> **Task directions**:
Repeat word for word the line with "like [99, 200]." and every line after it until the records below run out.

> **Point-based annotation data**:
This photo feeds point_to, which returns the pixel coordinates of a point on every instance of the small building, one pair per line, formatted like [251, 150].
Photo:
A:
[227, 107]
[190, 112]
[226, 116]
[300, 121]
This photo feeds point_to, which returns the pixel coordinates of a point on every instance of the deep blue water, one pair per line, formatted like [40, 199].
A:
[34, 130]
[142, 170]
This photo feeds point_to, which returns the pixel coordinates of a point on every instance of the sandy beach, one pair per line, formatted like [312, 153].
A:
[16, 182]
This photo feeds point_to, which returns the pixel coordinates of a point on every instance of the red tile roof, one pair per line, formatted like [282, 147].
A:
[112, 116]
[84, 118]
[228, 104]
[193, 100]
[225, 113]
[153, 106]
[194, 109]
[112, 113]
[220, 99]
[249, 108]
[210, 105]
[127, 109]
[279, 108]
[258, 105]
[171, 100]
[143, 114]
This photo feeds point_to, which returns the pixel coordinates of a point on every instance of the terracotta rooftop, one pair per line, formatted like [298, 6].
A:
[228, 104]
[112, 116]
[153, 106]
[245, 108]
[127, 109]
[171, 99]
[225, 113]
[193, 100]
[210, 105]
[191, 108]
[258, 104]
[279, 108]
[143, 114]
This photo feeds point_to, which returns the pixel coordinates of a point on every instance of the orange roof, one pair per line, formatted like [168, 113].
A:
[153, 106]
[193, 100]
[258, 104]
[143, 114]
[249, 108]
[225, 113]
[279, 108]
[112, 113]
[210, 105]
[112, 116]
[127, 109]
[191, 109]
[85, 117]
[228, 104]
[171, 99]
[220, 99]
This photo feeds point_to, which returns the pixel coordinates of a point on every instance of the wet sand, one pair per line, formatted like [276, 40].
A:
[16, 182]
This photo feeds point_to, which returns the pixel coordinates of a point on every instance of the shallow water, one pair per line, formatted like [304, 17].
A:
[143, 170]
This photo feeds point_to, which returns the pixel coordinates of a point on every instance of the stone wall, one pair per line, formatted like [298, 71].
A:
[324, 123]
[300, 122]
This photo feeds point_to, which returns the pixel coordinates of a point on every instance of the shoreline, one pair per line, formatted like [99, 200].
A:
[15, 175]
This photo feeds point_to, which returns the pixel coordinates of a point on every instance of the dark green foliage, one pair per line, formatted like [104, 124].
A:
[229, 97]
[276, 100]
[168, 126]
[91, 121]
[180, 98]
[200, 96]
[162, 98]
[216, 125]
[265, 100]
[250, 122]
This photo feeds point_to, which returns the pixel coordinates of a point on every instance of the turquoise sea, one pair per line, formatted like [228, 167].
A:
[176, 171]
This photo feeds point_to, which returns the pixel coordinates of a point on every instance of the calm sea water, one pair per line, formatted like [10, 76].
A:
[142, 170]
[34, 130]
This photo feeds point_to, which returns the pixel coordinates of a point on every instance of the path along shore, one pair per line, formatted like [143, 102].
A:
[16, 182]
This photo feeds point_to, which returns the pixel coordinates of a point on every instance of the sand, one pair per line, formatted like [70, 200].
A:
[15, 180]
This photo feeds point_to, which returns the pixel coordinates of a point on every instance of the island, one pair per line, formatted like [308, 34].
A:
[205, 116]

> **Exercise solution**:
This photo feeds point_to, which returns the pixel coordinates of a point on every instance of the shoreline, one pair per line, formatted like [99, 200].
A:
[15, 175]
This photo feeds point_to, which returns the pixel coordinates of a point on every instance of the dark green foliage, one pair per line, formatted like [104, 124].
A:
[229, 97]
[276, 100]
[168, 126]
[91, 121]
[180, 98]
[200, 96]
[162, 98]
[216, 125]
[265, 100]
[250, 122]
This photo feeds point_to, which returns the pixel coordinates of a point on every instance of the turquoise sea, one pair per line, formatted like [228, 167].
A:
[176, 171]
This photo feeds point_to, which returns the pixel coordinates of a point on every instance of the calm sea water, one pair per line, formatted like [10, 76].
A:
[142, 170]
[34, 130]
This photo feeds point_to, which returns the pixel coordinates of a point on every instance of the path along shore, one pair per line, formatted like [143, 102].
A:
[16, 182]
This photo feeds point_to, which returns the pixel coordinates of a point on every instance of the sand, one pair per line, formatted like [70, 200].
A:
[15, 180]
This photo feeds point_to, which returns the pixel coordinates of a point on every instance of the island, one pair per line, formatted like [308, 34].
A:
[205, 116]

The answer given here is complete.